== Requirements ==
Please filter the records below, copying every line that holds the string "walkway". Case counts.

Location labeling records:
* * * * *

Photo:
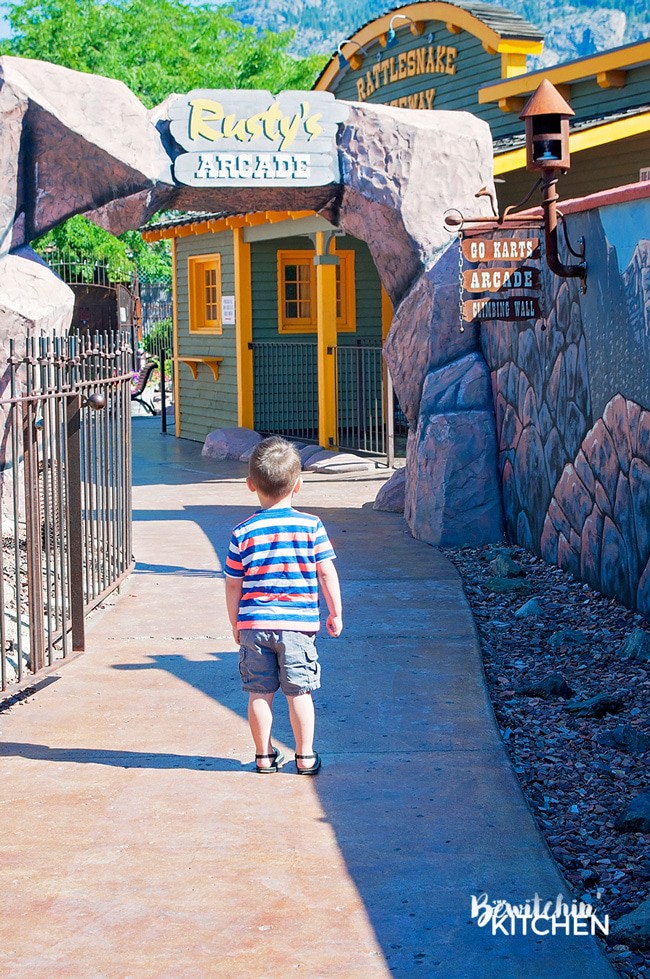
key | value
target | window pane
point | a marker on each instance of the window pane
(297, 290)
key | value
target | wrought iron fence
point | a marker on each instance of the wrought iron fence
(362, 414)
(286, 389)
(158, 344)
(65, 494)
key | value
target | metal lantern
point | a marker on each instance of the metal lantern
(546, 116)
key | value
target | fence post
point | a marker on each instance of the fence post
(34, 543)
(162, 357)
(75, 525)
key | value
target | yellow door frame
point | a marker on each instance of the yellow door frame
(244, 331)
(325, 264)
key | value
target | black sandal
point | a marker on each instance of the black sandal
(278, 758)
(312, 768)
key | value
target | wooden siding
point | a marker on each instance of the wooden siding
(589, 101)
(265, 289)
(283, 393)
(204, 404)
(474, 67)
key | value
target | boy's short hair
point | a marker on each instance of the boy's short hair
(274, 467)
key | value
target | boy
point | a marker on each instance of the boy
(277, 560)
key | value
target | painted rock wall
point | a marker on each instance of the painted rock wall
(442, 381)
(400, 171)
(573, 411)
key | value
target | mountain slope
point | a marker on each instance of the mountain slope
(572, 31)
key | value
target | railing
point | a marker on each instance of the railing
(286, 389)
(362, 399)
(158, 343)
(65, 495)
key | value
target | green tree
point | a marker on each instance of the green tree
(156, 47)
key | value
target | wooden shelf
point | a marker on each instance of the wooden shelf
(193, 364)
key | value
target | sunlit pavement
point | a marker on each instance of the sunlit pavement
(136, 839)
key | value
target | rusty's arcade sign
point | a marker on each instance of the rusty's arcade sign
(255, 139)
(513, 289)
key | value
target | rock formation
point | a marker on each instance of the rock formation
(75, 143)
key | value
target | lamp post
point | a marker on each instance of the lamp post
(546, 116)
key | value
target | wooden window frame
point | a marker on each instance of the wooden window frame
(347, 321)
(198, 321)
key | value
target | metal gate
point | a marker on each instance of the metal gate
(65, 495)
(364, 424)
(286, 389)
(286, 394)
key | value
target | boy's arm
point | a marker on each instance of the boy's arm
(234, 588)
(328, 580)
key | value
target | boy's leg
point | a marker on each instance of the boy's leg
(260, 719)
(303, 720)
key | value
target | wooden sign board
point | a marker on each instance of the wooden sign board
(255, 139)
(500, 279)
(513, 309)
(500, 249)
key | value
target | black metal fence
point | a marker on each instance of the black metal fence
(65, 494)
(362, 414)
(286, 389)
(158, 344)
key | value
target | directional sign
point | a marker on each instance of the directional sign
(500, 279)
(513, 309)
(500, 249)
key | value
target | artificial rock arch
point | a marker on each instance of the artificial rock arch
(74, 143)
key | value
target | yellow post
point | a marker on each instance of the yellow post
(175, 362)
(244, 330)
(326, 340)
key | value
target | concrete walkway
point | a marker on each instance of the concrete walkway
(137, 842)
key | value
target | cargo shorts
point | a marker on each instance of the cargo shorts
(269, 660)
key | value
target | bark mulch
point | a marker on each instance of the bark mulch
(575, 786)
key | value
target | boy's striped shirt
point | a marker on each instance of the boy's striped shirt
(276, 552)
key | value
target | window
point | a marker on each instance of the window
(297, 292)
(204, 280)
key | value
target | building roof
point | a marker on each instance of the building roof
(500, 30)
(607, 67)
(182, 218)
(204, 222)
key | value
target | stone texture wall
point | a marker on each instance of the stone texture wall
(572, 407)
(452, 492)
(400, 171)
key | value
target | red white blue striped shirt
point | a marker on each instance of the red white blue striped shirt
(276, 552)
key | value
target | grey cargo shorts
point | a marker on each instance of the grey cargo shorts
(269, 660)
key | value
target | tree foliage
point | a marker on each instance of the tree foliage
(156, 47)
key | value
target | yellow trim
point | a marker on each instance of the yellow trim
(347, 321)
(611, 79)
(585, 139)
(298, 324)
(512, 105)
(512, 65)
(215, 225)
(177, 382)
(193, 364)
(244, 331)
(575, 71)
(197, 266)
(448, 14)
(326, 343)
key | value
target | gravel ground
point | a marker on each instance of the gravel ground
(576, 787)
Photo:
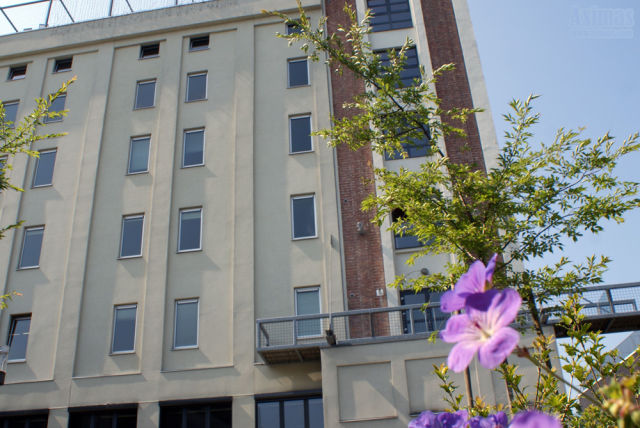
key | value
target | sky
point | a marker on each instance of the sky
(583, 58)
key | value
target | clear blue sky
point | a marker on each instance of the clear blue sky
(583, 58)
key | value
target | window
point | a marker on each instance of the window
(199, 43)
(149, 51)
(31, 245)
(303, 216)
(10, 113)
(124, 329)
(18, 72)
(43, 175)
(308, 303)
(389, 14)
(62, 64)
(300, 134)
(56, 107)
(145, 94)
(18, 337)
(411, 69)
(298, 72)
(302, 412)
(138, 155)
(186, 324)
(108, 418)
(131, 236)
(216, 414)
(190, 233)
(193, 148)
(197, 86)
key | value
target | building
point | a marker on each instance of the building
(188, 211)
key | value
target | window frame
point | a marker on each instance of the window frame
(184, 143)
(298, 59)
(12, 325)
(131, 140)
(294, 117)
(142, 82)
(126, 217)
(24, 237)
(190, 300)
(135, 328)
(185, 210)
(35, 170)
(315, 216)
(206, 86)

* * * * *

== Output of the task ==
target | concrete walkway
point | a marker on each instance of the concrete walkway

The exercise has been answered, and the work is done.